#### TEXTO PARA LEITURA
********
O Código Penal Brasileiro utilizou a expressão “Crimes contra a paz pública” ao se referir aos
crimes previstos nos artigos 286 e 289 e conforme o Professor Rogério Greco, em sua obra Curso de
Direito Penal – Parte Especial, Volume IV, página 219, paz pública “significa a necessária sensação de
tranquilidade, de segurança, de paz, de confiança que a nossa sociedade deve ter em relação à
continuidade normal da ordem jurídico-social”. Em outras palavras a paz pública é a tranquilidade que
deve emanar do sistema jurídico normativo. Isso quer dizer, portanto, que incumbe ao Estado, por ser
portador do poder-dever de legislar e de punir (jus puniendi), tipificar e, por conseguinte, punir
condutas que, de alguma forma possam, ofender a paz pública.
O douto ministro Celso de Mello, na sessão plenária de 22 de outubro de 2012, na qual se
julgava o escândalo do Mensalão, afirmou que “o conceito de paz pública remete à ideia de
‘tranquillitas ordinis’, vale dizer, à noção de sentimento geral de tranquilidade e de segurança das
pessoas, sentimento esse que lhes permite um convívio social harmonioso, pois o crime de quadrilha
constitui, pela só existência de sua formação, um estado de ‘agressão permanente contra a sociedade
civil’” ¹. Tais palavras nos dão o entendimento de que subsistem dois objetivos do direito ao prever
legalmente crimes que atentem contra a paz pública: Objetivamente se protege um convívio social
harmonioso, a ordem pública; subjetivamente, se protege o sentimento de tranquilidade dos indivíduos
em geral.
********
#### LISTA DE LINHAS
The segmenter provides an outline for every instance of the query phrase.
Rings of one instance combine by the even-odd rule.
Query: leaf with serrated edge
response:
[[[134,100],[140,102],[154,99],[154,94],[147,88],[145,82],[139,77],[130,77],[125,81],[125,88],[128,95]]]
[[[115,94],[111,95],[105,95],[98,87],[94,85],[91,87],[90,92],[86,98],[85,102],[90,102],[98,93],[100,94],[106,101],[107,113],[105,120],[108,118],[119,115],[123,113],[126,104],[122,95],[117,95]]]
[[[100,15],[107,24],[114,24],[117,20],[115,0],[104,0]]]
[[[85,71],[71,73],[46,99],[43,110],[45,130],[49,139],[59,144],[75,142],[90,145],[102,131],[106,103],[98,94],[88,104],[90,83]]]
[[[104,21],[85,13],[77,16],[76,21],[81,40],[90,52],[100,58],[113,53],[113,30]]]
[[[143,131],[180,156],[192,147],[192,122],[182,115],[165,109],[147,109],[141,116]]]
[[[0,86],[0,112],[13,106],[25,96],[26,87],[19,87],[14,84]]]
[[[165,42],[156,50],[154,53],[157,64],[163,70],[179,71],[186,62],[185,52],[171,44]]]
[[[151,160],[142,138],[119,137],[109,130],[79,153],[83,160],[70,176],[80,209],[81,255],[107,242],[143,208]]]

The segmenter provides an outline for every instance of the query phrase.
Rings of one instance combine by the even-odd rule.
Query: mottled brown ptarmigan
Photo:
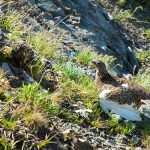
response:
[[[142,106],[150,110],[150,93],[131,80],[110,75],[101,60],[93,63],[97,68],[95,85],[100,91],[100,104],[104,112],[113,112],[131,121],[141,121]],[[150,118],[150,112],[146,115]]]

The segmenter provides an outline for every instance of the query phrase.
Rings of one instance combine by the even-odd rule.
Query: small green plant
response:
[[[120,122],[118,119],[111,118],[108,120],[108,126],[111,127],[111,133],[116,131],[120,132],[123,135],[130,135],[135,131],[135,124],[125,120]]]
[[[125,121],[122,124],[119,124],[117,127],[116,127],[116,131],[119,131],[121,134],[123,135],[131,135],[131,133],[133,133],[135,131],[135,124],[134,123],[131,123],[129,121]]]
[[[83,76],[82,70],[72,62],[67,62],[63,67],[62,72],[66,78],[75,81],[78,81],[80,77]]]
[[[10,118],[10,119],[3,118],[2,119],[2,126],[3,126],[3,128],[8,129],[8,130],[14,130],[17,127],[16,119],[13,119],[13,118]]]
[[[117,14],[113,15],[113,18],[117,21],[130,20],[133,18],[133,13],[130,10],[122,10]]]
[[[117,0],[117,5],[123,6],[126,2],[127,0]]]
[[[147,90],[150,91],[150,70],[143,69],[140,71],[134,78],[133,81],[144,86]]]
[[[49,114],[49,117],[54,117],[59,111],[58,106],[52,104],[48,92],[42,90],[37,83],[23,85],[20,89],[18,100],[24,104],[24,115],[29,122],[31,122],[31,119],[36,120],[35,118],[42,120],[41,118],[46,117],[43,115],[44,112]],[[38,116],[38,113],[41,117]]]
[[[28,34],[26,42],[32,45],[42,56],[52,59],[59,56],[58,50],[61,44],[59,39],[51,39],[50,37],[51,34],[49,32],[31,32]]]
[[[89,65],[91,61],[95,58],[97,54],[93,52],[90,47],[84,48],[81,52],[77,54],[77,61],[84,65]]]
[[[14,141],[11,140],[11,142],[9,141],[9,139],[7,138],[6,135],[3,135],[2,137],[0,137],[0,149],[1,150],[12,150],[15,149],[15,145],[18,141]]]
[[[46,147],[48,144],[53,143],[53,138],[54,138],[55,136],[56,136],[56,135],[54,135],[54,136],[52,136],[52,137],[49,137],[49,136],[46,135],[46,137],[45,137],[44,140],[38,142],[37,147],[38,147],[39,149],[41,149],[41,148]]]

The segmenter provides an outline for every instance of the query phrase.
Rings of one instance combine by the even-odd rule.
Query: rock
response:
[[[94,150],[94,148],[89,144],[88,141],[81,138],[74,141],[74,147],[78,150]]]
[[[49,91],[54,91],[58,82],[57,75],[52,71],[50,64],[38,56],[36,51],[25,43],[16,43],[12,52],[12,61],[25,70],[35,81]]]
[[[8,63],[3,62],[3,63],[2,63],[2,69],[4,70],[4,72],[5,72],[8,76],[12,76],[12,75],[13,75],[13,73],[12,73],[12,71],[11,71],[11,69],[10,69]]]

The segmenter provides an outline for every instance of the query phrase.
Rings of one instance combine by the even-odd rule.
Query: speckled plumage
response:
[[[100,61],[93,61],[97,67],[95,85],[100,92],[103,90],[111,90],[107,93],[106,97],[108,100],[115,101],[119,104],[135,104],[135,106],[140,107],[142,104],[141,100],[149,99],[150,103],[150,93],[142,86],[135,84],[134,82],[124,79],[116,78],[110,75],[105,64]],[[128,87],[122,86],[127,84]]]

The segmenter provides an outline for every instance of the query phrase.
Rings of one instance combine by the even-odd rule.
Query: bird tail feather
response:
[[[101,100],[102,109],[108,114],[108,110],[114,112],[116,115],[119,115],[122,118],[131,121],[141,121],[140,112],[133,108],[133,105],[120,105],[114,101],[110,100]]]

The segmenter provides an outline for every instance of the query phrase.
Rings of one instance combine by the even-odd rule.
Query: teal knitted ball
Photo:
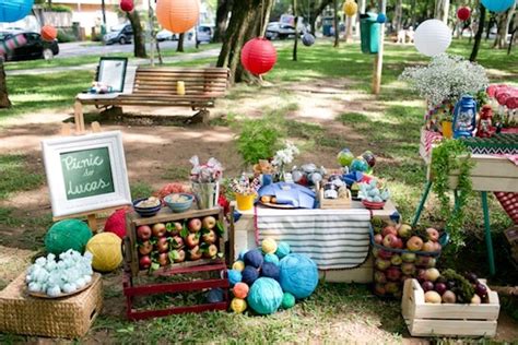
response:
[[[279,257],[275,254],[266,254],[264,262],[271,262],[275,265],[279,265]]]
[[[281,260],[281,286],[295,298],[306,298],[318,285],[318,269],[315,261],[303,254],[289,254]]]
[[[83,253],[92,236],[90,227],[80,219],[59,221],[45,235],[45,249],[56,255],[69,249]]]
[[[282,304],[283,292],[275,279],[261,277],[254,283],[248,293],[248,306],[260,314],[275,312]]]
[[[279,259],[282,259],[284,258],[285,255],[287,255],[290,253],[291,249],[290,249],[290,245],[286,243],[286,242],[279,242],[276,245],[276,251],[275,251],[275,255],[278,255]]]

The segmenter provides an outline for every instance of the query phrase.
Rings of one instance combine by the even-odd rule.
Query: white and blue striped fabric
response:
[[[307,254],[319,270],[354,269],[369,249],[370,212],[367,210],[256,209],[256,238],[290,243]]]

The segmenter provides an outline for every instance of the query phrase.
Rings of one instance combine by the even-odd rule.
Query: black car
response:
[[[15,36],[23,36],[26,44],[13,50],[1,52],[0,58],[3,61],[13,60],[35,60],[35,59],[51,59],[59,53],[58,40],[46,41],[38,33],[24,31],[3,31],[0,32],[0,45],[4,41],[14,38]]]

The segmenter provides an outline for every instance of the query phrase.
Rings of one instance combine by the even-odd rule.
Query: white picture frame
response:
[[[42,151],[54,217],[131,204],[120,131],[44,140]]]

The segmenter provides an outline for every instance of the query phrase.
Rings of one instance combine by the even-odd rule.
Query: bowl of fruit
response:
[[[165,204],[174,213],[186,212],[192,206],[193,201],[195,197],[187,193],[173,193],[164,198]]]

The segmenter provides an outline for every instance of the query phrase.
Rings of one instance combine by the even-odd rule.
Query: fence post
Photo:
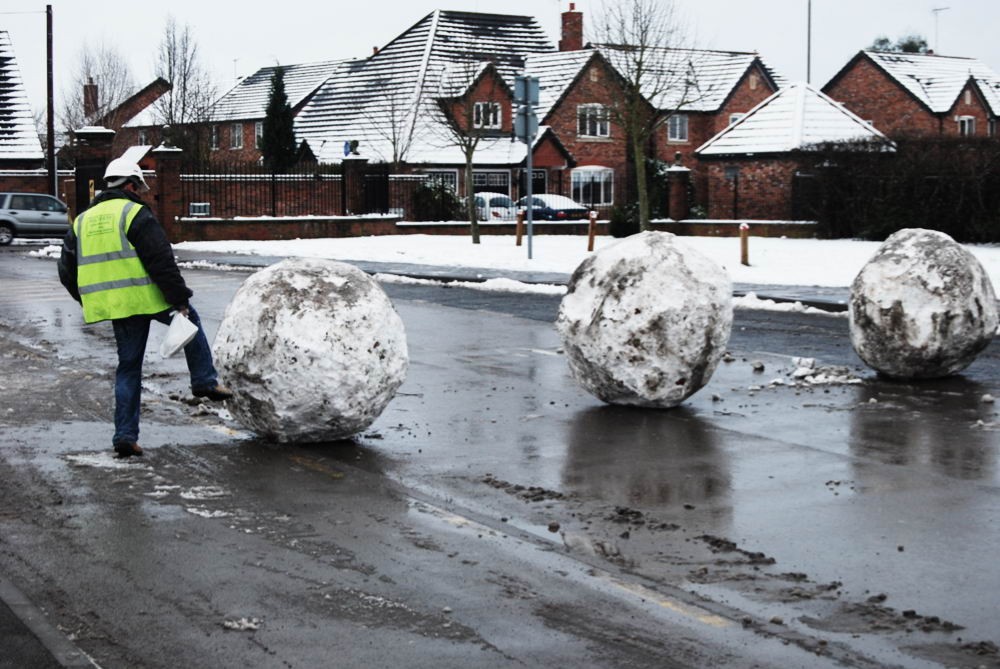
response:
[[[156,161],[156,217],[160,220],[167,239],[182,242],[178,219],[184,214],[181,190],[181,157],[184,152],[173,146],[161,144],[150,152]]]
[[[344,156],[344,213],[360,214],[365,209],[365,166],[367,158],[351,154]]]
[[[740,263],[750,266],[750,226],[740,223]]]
********
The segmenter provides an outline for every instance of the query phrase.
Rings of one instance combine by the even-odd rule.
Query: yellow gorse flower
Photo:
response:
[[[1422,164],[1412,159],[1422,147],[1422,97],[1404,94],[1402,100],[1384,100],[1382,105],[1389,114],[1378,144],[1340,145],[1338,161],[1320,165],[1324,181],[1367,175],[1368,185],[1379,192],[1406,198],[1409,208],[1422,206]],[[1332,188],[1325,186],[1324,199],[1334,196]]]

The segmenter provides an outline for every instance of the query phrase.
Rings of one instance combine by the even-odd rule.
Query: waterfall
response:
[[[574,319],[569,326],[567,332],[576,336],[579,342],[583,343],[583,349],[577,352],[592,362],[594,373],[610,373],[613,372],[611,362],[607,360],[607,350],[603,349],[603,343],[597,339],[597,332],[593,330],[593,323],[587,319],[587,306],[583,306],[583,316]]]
********
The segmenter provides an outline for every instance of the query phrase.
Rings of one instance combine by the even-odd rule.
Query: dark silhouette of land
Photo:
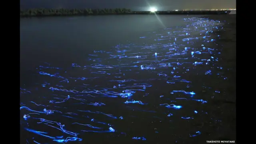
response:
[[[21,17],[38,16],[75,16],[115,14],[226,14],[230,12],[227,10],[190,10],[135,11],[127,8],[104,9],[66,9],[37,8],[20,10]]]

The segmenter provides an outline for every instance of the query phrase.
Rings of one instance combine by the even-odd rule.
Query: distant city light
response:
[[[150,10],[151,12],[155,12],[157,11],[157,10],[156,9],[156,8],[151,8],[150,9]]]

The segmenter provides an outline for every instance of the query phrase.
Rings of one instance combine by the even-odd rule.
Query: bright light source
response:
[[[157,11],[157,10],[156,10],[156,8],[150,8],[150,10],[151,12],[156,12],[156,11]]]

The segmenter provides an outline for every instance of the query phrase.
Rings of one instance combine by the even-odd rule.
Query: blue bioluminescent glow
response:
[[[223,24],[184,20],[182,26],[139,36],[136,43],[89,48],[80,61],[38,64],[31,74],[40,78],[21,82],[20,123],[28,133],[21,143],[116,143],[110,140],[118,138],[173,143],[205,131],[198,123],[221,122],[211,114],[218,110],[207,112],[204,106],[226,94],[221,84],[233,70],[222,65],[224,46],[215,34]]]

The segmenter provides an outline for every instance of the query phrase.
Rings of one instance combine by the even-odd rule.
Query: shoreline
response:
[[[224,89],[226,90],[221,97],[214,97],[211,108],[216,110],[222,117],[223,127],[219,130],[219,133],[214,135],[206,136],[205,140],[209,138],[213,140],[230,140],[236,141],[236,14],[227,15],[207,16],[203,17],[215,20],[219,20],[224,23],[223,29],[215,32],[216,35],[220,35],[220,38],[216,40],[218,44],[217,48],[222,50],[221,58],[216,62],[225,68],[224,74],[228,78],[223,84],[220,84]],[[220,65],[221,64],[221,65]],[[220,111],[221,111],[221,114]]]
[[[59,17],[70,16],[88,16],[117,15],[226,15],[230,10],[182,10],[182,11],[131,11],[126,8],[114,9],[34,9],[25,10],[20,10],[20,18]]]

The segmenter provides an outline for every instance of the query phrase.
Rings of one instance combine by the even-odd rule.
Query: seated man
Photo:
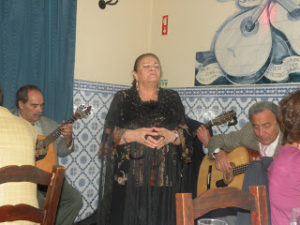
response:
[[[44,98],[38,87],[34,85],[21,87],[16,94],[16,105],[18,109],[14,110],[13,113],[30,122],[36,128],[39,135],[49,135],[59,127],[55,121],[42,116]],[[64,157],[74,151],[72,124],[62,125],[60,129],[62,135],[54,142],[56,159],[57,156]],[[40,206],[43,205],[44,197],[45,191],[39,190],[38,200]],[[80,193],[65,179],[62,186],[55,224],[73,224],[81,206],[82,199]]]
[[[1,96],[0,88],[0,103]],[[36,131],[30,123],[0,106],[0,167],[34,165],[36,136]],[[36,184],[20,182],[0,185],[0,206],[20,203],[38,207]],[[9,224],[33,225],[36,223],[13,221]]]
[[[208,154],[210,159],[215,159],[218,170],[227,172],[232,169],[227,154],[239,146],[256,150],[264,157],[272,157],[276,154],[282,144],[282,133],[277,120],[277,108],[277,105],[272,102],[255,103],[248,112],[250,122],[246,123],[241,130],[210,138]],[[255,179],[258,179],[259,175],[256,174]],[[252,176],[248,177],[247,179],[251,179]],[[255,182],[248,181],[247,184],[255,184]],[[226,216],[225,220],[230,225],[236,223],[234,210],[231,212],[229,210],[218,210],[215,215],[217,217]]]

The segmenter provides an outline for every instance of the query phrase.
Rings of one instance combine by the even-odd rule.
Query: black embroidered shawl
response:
********
#### PROBLEMA
Escreva a continuação do texto sobre os crimes contra a paz pública, começando logo depois da última frase dele.

#### RESPOSTA
Os crimes contra a paz pública, portanto, ofendem a harmonia e estabilidade social, causando
nos indivíduos sentimento de insegurança pelo pensamento de que o mal que atingiu certa pessoa pode
atingi-los também.
ROL DOS CRIMES CONTRA A PAZ PÚBLICA
DA INCITAÇÃO AO CRIME - Art. 286. Incitar, publicamente, a prática de crime: Pena -
detenção, de três a seis meses, ou multa.
A conduta típica incitar significa provocar ou estimular a prática da realização de surgimento
de atividade delituosa, previsto no Código Penal ou em Lei especial. Sendo assim, não caracteriza o
delito se a incitação referir-se à contravenção. Exige-se que a conduta estimule grande número de
pessoas a cometer determinada espécie de delito, pois a expressão publicamente transmite a ideia de
que a instigação seja realizada a um número indeterminado de pessoas, sendo assim a conduta de
estimular genericamente o ingresso de pessoas à delinquência não constitui crime, não basta, portanto,
que seja coletivo, o estímulo à delinquência deve ser público. O crime também deve ser determinado,
sendo a simples conclamação a práticas de crimes em geral é fato atípico.
Não constitui crime a simples opinião no sentido de ser legalizada certa conduta (porte de
entorpecente, aborto, etc). Por esse motivo, o Supremo Tribunal Federal autorizou a realização das
chamadas “marchas da maconha”, que consistem em manifestação objetivando a descriminalização do
uso desse entorpecente.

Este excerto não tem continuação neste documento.